## DATASET RECORDS
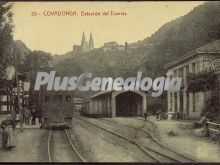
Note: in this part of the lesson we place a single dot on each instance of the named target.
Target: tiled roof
(213, 47)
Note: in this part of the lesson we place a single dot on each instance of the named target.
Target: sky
(58, 34)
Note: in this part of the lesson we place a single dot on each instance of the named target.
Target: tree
(36, 61)
(6, 39)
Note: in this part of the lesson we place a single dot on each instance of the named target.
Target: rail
(212, 128)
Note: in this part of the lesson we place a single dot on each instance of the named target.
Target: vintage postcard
(115, 81)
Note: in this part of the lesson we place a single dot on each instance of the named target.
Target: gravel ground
(201, 149)
(95, 149)
(31, 146)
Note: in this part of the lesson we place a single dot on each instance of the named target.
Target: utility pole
(18, 92)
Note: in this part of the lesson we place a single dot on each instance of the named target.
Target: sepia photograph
(110, 81)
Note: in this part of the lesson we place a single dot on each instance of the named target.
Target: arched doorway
(129, 104)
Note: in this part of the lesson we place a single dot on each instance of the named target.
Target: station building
(116, 104)
(205, 58)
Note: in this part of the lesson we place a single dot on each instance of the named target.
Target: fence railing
(212, 128)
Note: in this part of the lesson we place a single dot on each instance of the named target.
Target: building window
(46, 98)
(194, 101)
(60, 98)
(171, 102)
(180, 74)
(187, 103)
(175, 102)
(193, 67)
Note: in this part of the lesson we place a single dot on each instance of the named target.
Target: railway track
(170, 154)
(149, 157)
(60, 147)
(109, 140)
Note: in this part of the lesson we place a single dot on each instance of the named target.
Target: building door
(181, 101)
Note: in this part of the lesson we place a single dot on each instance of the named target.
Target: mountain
(21, 50)
(197, 28)
(58, 58)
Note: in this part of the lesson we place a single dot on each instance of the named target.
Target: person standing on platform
(33, 116)
(8, 137)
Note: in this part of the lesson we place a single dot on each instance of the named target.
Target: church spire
(83, 41)
(91, 43)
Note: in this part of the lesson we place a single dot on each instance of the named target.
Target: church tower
(91, 43)
(83, 43)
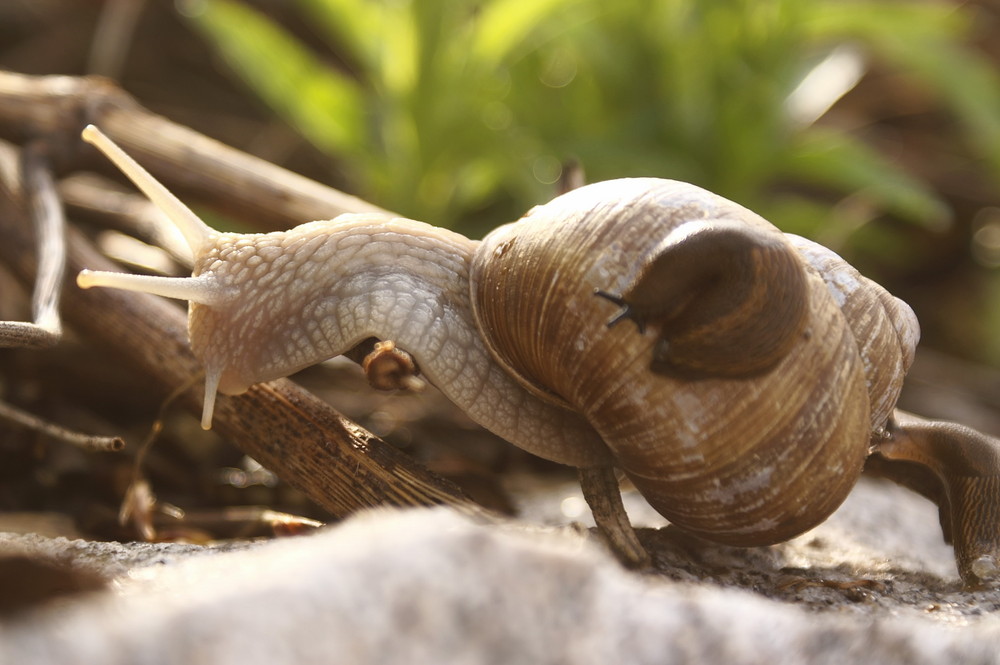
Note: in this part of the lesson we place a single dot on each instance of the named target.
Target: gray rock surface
(428, 586)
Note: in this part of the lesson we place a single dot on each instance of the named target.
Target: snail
(738, 376)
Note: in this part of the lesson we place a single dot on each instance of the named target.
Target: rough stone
(428, 586)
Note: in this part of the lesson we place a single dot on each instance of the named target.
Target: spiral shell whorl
(885, 328)
(736, 460)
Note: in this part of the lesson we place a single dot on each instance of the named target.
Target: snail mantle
(739, 376)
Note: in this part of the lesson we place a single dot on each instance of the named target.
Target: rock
(429, 586)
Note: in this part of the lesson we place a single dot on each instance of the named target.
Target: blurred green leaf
(323, 104)
(839, 161)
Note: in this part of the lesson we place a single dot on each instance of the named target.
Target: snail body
(737, 375)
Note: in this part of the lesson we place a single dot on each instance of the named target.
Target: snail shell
(738, 383)
(751, 458)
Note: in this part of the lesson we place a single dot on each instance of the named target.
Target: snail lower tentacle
(742, 404)
(725, 299)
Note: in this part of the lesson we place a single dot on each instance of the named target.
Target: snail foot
(603, 495)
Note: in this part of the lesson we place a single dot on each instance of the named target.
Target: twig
(86, 441)
(47, 215)
(305, 442)
(190, 164)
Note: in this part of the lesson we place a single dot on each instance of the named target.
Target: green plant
(448, 109)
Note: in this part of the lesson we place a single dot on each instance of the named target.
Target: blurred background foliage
(870, 125)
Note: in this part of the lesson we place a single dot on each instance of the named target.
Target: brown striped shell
(742, 457)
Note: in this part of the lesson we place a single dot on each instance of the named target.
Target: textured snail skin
(741, 396)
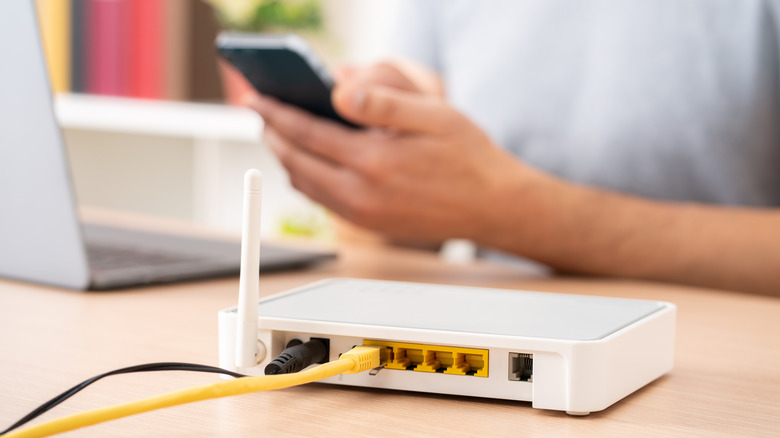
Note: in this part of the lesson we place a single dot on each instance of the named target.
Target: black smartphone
(283, 67)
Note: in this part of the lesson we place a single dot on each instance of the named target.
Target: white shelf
(154, 117)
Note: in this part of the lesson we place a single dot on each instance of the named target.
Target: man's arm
(427, 172)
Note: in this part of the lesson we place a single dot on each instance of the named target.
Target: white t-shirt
(669, 99)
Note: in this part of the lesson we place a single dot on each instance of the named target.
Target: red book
(146, 36)
(107, 46)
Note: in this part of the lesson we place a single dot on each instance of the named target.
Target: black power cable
(159, 366)
(298, 356)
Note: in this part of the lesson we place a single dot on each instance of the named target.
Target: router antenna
(249, 283)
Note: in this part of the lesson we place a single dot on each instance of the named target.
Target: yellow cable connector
(365, 358)
(357, 360)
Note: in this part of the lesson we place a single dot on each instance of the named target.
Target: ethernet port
(521, 367)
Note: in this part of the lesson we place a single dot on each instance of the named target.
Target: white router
(571, 353)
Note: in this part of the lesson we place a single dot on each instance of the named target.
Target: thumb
(388, 107)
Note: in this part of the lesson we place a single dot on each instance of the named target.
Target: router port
(521, 367)
(433, 358)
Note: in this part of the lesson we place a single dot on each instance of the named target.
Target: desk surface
(726, 379)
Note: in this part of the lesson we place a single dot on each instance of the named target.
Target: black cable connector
(159, 366)
(298, 356)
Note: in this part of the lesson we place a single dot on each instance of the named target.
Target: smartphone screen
(284, 68)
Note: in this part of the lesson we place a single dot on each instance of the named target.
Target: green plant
(269, 15)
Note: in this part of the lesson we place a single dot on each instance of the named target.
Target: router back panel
(572, 353)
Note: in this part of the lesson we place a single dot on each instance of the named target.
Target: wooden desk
(726, 379)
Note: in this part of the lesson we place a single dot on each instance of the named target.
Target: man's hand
(421, 170)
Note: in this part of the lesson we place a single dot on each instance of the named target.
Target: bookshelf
(176, 159)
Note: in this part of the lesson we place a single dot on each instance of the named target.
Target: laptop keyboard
(102, 256)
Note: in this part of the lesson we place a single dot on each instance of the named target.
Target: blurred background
(149, 115)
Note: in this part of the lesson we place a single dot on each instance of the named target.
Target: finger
(397, 109)
(316, 178)
(384, 74)
(345, 72)
(322, 137)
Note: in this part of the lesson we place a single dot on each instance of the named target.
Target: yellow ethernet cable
(357, 360)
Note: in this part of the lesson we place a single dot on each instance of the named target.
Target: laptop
(41, 238)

## PROBLEM STATEMENT
Everything in the listing, except its images, should be set down exactly.

## REPLY TO THE EXERCISE
Note: in this part of the lesson we place a single dot on each instance of the named target.
Target: tiled roof
(213, 47)
Note: in this part of the lesson we place a single dot on each instance of the named target.
Target: sky
(58, 34)
Note: in this part of the lesson we place a single dot on each instance of the named target.
Target: tree
(36, 61)
(6, 39)
Note: in this part of the lesson we place a single dot on each instance of the named target.
Target: rail
(212, 128)
Note: in this part of the lesson we place a single dot on each instance of the named target.
Target: vintage postcard
(115, 81)
Note: in this part of the lesson we place a single dot on each instance of the named target.
Target: gravel ground
(201, 149)
(95, 149)
(31, 146)
Note: in this part of the lesson we place a single dot on each instance of the named target.
Target: utility pole
(18, 92)
Note: in this part of the lesson we place a single dot on each instance of the named target.
Target: sepia photograph
(110, 81)
Note: in this part of the lesson we place a single dot on each instance of the named target.
Target: arched doorway
(129, 104)
Note: in this part of the lesson we place a single dot on each instance of the named target.
Target: station building
(116, 104)
(205, 58)
Note: in this part of the lesson we place a single dot on each instance of the named target.
Target: fence railing
(212, 128)
Note: in this part of the lesson we place a single dot on each instance of the named target.
Target: building window
(46, 98)
(194, 101)
(60, 98)
(171, 102)
(180, 74)
(187, 103)
(175, 102)
(193, 67)
Note: in this part of the lesson we place a single dot on each instance of the named target.
Target: railway track
(170, 154)
(149, 157)
(60, 147)
(109, 140)
Note: in this part of the lesson we place a single dot on each instance of the named target.
Target: building door
(181, 101)
Note: in this part of the lesson we place a single dot on each instance of the named target.
Target: mountain
(21, 50)
(197, 28)
(58, 58)
Note: in this part of the lesson we place a single dot on each instance of the named target.
Target: person standing on platform
(33, 116)
(8, 137)
Note: in this part of the lesson we place a single dot on each instance of the named target.
Target: church spire
(83, 41)
(91, 43)
Note: in this part of the lesson we place a single dot on each instance of the named target.
Target: church tower
(91, 43)
(83, 43)
Note: in this part of the lesson we place a single dot on each instance of the named target.
Target: gray rock surface
(428, 586)
Note: in this part of the lesson we place a single dot on each instance of the named target.
Target: snail
(738, 376)
Note: in this part of the lesson we place a single dot on each instance of the named target.
Target: rough stone
(428, 586)
Note: in this part of the lesson we place a single dot on each instance of the named target.
Target: spiral shell whorl
(885, 328)
(736, 460)
Note: in this part of the lesson we place a single dot on each instance of the named target.
Target: snail mantle
(739, 376)
Note: in this part of the lesson we place a single dot on each instance of the named target.
Target: rock
(429, 586)
Note: in this part of the lesson we place a single dot on each instance of the named target.
Target: blurred green leaf
(323, 104)
(839, 161)
Note: in this part of the lesson we place a single dot on each instance of the named target.
Target: snail body
(737, 375)
Note: in this part of the lesson we place a single dot on each instance of the named target.
Target: snail shell
(738, 383)
(751, 458)
Note: in this part of the lesson we place a single dot on each instance of the named target.
Target: snail lower tentacle
(742, 404)
(725, 299)
Note: in this part of the lesson we place a single dot on each instance of the named target.
Target: snail foot
(603, 495)
Note: in this part of the lesson we place a single dot on each instance of the named target.
Target: twig
(86, 441)
(47, 215)
(305, 442)
(190, 164)
Note: in this part of the lesson we place a single dot on each instance of the named target.
Target: green plant
(448, 109)
Note: in this part of the lesson we place a single dot on each instance of the named target.
Target: blurred background foliage
(870, 125)
Note: in this part of the lesson we place a single dot on each instance of the named target.
Target: brown striped shell
(742, 457)
Note: in this part of the lesson we place a single dot on each instance of the named target.
Target: textured snail skin
(741, 396)
Note: in this part of the lesson we place a single dot on each instance of the named target.
Target: black smartphone
(283, 67)
Note: in this part of the lesson we place a single dot on each instance of the named target.
Target: white shelf
(154, 117)
Note: in this part of the lesson we place a single dot on each instance of the named target.
Target: man's arm
(427, 172)
Note: in this part of the lesson we place a single dot on each instance of the named target.
Target: white t-shirt
(669, 99)
Note: in this part of the lesson we place a single dot on each instance of the named target.
Target: red book
(146, 36)
(107, 46)
Note: in this part of the lesson we place a single dot on each instance of the named target.
Target: black power cable
(159, 366)
(298, 356)
Note: in this part of the lesson we place a single dot on each instance of the named target.
Target: router antenna
(249, 283)
Note: in this part of the lesson we place a single dot on each instance of the named target.
Target: yellow cable connector
(365, 358)
(357, 360)
Note: in this part of the lesson we place a single dot on each instance of the named target.
Target: ethernet port
(521, 367)
Note: in this part of the lesson we place a single dot on each instance of the named target.
Target: white router
(571, 353)
Note: in this part of the lesson we place a single dot on each instance of the named target.
Target: thumb
(388, 107)
Note: in this part of the lesson we place a single dot on each instance of the named target.
Target: router port
(521, 367)
(433, 358)
Note: in this part of the lesson we place a single dot on each instance of the named target.
Target: desk surface
(726, 379)
Note: in this part of the lesson we place a single dot on each instance of the named target.
Target: black cable connector
(159, 366)
(298, 356)
Note: in this part of the lesson we place a single dot on each instance of the named target.
Target: smartphone screen
(284, 68)
Note: in this part of the lesson we place a single dot on each instance of the named target.
Target: green plant
(269, 15)
Note: in this part of the lesson we place a single dot on each instance of the named target.
Target: router back panel
(572, 353)
Note: in this part of the lesson we place a single dot on each instance of the named target.
Target: wooden desk
(726, 379)
Note: in this part of the lesson we place a single dot on each instance of the named target.
Target: man's hand
(421, 170)
Note: in this part of the lesson we place a single dot on each instance of the named target.
Target: bookshelf
(176, 159)
Note: in this part of the lesson we place a single dot on each instance of the named target.
Target: laptop keyboard
(102, 256)
Note: in this part of the lesson we place a single dot on each instance of the named target.
Target: blurred background
(149, 115)
Note: in this part of the lesson we place a single dot on each instance of the named target.
Target: finger
(397, 109)
(316, 178)
(384, 74)
(345, 72)
(322, 137)
Note: in this part of the lesson we place a single dot on each instance of the named target.
Target: yellow ethernet cable
(357, 360)
Note: in this part of the lesson we place a single dot on each instance of the named target.
Target: laptop
(41, 238)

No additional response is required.